▶ Work required:
An unaltered copy of every line below is the expected output.

Saved data entries
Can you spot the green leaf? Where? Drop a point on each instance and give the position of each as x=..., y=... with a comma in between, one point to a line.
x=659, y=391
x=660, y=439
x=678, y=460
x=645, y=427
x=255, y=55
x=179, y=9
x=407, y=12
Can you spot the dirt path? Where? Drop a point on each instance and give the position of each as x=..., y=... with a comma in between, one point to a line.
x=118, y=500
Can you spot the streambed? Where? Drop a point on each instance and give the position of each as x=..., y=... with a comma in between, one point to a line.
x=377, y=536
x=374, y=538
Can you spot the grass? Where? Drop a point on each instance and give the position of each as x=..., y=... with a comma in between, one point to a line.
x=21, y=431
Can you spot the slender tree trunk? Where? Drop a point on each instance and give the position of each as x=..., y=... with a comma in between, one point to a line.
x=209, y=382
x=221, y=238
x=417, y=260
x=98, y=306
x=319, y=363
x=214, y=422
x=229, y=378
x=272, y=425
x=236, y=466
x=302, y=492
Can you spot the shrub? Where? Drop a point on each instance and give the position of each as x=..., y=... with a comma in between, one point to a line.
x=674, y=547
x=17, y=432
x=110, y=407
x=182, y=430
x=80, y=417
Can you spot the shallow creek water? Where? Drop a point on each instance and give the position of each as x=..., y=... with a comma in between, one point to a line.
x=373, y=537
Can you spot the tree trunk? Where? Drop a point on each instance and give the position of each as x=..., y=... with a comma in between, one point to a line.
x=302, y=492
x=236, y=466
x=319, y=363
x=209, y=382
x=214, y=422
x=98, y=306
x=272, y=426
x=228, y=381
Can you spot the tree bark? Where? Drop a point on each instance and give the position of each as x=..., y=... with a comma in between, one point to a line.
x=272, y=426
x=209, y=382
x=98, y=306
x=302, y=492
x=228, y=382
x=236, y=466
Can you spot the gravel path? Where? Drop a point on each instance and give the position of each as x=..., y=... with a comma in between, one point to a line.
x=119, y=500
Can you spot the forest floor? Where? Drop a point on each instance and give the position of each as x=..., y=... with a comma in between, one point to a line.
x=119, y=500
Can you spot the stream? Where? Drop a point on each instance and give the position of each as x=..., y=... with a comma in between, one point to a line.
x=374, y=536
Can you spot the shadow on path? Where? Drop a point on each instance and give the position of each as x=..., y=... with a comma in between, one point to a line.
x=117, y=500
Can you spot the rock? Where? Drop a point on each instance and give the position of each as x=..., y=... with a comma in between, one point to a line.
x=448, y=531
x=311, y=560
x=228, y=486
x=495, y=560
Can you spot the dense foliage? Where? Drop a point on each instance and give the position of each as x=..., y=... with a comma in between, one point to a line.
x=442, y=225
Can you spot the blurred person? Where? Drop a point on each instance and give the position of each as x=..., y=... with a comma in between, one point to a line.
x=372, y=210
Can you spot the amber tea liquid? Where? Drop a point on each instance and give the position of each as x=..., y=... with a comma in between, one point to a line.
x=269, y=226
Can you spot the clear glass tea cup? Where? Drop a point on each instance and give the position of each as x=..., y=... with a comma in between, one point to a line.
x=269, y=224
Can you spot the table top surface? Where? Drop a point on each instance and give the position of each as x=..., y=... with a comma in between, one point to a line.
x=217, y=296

▶ Response:
Can you spot the green leaf? Where? Drop a point on each instance and give the position of each as x=..., y=... with a comma in between, one point to a line.
x=659, y=391
x=660, y=439
x=678, y=460
x=645, y=427
x=255, y=55
x=179, y=9
x=407, y=12
Can you spot the dirt path? Where? Drop a point on each instance and give the position of each as x=..., y=... with a comma in between, one point to a line.
x=118, y=500
Can you spot the streambed? Where? Drop a point on each instance and give the position of each as x=..., y=... with a comma in between, one point to a line.
x=377, y=536
x=374, y=538
Can you spot the grass? Where? Drop a point on each instance and give the position of each as x=..., y=... with a comma in between, one point to a line.
x=21, y=431
Can you spot the slender tree trunk? Where? Drop a point on each instance and give the position of each as x=..., y=... with a comma in between, one point to a line.
x=209, y=382
x=221, y=238
x=417, y=260
x=98, y=306
x=319, y=363
x=214, y=422
x=229, y=378
x=272, y=425
x=236, y=466
x=302, y=492
Can you spot the shrub? Where? Drop a point on each instance and give the position of each as x=..., y=... with a comma in between, one point to a line.
x=674, y=547
x=17, y=432
x=110, y=407
x=182, y=430
x=80, y=417
Can you spot the shallow creek water? Where? Drop a point on each instance and give the position of each as x=..., y=... with a comma in between, one point to a line.
x=373, y=537
Can you spot the tree trunk? Where? Drop a point on each instance and give the position of each as x=..., y=... with a comma in between, one point to a line.
x=302, y=492
x=236, y=466
x=319, y=363
x=209, y=382
x=214, y=422
x=98, y=306
x=272, y=426
x=228, y=381
Can you spot the tree bark? Where? Drop a point on each instance and give the position of each as x=..., y=... with a comma in between, one point to a line.
x=272, y=426
x=209, y=382
x=98, y=306
x=302, y=492
x=228, y=382
x=236, y=466
Can you spot the gravel path? Where? Drop a point on each instance and give the position of each as x=..., y=... with a comma in between, one point to a line.
x=119, y=500
Can you spot the forest floor? Where? Drop a point on each instance and give the position of each as x=..., y=... with a comma in between, one point to a line.
x=119, y=500
Can you spot the stream? Where? Drop a point on each instance and give the position of each as x=..., y=... with a comma in between, one point to a line.
x=374, y=536
Can you spot the shadow on path? Where? Drop a point on each instance and give the position of each as x=..., y=... with a comma in between, one point to a line.
x=117, y=500
Can you spot the rock? Where? Drop a point on each instance and give the position of each as x=..., y=... with a comma in between, one point to a line.
x=448, y=531
x=311, y=560
x=228, y=486
x=495, y=560
Can you spot the dense foliage? Where? Drop a point on each instance and give the position of each as x=..., y=... with a comma in between, one point to a line.
x=442, y=225
Can you spot the blurred person? Where? Drop a point on each instance and give the position of each as x=..., y=... with a comma in between, one point to a line.
x=372, y=210
Can you spot the amber tea liquid? Where? Drop a point on each instance and give the position of each as x=..., y=... with a comma in between, one point to a line.
x=269, y=226
Can you spot the clear glass tea cup? Where? Drop a point on each instance and give the position of each as x=..., y=... with a comma in between, one point to a line.
x=269, y=224
Can you spot the table top surface? Where? Drop a point on each instance and give the position of each as x=..., y=... with a comma in between, one point to a line.
x=217, y=296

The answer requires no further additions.